What this task involves
Copy the lines word for word. Begin at the line that contains "Place one keypoint per instance of the gray shrike" and end with the final line of the data.

◆ ◆ ◆

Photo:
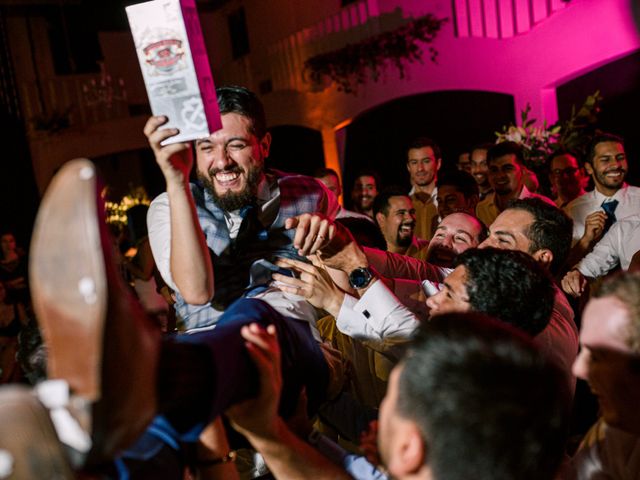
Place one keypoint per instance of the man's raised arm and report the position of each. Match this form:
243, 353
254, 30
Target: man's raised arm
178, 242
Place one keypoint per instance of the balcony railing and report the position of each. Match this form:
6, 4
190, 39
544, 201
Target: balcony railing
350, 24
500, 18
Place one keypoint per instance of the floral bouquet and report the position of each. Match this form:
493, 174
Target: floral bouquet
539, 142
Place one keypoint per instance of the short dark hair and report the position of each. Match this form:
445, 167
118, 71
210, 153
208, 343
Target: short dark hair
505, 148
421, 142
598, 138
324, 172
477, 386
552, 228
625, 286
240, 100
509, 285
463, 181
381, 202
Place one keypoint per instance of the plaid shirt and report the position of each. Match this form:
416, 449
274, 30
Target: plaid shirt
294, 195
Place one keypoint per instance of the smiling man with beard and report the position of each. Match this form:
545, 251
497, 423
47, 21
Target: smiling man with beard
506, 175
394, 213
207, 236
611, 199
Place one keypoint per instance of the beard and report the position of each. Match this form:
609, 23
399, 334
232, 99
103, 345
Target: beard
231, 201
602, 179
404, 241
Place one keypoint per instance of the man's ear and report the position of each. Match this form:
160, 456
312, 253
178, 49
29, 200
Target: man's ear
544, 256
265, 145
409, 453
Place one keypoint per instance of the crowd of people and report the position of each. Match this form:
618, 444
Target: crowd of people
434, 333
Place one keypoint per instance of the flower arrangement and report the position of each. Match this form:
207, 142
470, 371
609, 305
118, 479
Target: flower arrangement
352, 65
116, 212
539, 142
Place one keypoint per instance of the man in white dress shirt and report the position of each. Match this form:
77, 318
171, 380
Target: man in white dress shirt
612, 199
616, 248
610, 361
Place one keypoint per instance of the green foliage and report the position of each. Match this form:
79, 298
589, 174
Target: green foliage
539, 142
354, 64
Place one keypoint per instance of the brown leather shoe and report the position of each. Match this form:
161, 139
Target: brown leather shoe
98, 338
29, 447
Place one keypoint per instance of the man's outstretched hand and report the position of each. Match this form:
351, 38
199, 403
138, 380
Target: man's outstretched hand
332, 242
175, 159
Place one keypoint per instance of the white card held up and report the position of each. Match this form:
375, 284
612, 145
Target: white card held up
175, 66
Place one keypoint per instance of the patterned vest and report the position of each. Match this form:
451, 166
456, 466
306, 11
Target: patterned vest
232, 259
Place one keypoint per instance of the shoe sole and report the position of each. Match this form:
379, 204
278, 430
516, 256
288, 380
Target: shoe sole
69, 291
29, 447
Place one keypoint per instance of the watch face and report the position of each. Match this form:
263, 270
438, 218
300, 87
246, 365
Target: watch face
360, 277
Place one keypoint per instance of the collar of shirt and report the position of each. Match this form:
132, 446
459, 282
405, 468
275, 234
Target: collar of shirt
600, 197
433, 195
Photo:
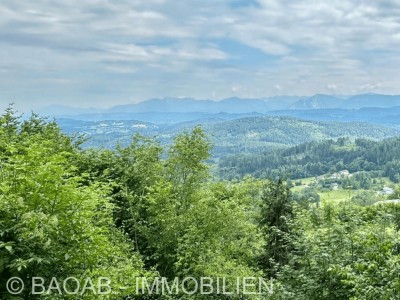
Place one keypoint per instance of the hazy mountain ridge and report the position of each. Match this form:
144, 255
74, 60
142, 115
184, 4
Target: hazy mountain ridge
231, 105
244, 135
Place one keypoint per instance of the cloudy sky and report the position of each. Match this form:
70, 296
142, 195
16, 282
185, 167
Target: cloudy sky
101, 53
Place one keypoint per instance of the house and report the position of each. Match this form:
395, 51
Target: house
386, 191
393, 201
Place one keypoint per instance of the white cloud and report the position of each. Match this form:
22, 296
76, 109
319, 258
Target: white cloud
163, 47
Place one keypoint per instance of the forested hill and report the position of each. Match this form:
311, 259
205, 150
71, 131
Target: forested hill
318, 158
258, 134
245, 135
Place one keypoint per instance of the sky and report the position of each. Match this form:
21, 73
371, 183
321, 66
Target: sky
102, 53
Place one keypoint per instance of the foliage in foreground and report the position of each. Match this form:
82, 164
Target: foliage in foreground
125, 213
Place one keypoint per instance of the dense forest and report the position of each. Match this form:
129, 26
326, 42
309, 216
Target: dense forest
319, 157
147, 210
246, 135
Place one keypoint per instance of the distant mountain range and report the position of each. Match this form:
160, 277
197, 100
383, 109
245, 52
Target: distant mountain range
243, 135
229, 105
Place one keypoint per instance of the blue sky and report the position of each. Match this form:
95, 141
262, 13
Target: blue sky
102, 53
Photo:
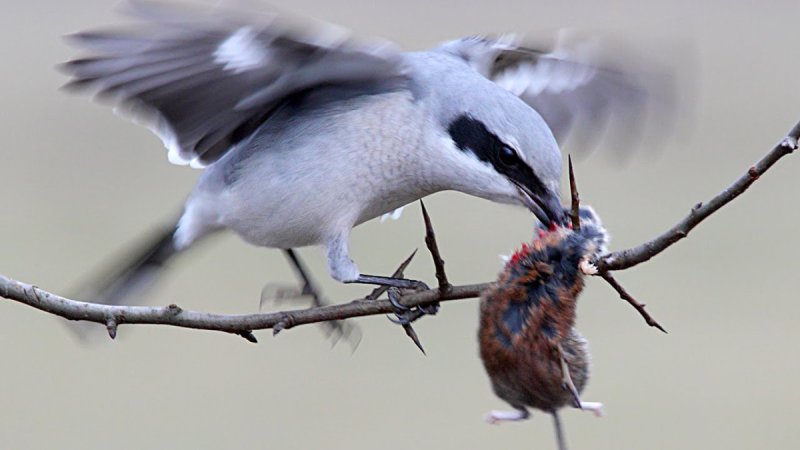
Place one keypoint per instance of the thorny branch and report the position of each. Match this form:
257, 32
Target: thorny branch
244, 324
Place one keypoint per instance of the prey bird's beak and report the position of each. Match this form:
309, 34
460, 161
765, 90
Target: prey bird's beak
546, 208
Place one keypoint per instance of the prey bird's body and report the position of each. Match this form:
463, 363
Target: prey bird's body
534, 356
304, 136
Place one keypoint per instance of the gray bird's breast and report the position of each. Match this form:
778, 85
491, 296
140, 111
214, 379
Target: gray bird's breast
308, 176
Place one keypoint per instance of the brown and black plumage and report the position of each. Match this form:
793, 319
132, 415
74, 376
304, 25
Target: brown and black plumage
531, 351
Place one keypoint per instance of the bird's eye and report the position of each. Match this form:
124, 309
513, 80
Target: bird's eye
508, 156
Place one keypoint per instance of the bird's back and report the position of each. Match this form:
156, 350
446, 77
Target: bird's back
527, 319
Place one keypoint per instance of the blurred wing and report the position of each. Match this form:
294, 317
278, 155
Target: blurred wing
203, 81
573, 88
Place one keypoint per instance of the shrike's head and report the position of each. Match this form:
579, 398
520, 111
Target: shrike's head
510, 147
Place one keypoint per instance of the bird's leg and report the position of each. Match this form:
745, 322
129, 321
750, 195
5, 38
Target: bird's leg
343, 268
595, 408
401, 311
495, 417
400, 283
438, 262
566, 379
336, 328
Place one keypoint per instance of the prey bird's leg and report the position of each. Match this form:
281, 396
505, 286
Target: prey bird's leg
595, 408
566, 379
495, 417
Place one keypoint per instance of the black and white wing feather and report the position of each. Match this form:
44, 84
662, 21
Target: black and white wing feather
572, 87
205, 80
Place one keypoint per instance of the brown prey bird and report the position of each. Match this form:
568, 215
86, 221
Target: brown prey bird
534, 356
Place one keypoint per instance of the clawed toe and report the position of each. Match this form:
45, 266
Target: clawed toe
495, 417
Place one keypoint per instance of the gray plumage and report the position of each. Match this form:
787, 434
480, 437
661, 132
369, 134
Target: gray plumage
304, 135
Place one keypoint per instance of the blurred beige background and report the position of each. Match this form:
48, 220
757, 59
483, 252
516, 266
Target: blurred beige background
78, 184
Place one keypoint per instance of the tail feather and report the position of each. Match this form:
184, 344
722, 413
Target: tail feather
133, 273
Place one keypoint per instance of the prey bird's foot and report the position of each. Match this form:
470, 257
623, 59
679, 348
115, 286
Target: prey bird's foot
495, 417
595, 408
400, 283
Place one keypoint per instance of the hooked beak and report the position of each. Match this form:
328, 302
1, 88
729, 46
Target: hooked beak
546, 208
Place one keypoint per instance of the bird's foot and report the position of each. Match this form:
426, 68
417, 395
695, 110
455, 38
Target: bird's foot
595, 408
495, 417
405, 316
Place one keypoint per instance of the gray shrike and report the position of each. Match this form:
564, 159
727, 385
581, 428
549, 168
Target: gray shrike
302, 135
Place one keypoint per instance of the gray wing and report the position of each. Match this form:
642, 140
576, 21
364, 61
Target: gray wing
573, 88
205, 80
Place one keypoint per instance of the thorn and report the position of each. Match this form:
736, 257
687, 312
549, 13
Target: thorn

◆ ◆ ◆

Answer
Place one keypoint per instance of the gray shrike and report the position of each. Match this form:
564, 159
727, 385
581, 428
549, 168
Target: gray shrike
302, 135
Place one keypoint per instance of the gray wing and report the position of each. Match this form:
642, 140
576, 21
364, 61
Target: gray wing
573, 88
205, 80
Place one keypoint per instance of the thorn and report the position of each. Match this form:
736, 257
687, 312
549, 13
Target: thorn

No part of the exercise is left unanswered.